▶ [Work instruction] Your task is to count the lines of the records that contain "boulder". Answer with the number and nothing else.

┄┄┄┄┄┄

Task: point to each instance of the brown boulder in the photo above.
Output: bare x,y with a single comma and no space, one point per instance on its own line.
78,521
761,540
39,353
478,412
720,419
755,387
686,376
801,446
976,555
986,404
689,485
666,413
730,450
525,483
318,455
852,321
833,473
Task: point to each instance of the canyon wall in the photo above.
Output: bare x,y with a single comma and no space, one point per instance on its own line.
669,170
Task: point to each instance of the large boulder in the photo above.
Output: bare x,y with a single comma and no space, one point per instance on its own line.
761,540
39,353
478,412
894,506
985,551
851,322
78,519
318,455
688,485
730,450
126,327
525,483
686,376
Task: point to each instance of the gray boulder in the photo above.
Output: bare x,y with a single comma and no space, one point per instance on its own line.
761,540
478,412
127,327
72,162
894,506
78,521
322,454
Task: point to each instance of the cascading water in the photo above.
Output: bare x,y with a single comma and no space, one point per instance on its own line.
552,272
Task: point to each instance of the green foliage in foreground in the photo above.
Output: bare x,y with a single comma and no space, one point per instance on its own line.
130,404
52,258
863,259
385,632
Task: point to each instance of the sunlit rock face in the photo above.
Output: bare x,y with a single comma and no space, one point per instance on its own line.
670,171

┄┄┄┄┄┄

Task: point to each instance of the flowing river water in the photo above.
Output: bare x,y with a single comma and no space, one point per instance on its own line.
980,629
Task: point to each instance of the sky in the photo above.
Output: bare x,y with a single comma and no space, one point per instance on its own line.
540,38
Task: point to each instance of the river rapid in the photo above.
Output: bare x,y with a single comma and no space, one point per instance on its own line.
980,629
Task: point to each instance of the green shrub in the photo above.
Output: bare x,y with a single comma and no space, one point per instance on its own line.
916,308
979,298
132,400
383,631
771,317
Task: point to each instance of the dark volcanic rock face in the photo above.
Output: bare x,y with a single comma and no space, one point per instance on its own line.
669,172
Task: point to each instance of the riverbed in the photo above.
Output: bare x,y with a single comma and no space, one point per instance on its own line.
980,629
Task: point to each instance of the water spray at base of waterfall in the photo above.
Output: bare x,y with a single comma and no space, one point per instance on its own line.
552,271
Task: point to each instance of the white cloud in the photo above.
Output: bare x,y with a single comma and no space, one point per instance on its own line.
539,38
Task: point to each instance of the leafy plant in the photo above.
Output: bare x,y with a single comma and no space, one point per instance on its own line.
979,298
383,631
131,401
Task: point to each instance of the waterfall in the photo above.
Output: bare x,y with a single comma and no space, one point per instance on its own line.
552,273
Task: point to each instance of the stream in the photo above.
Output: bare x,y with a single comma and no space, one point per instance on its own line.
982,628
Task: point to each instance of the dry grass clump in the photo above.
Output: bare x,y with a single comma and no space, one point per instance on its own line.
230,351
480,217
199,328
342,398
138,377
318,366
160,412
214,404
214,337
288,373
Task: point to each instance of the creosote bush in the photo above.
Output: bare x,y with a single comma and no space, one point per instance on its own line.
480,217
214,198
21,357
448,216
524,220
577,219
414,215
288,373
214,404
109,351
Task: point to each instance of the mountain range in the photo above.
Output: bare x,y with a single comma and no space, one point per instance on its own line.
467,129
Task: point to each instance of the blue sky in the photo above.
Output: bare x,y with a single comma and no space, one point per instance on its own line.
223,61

┄┄┄┄┄┄

▶ [Solved problem] 3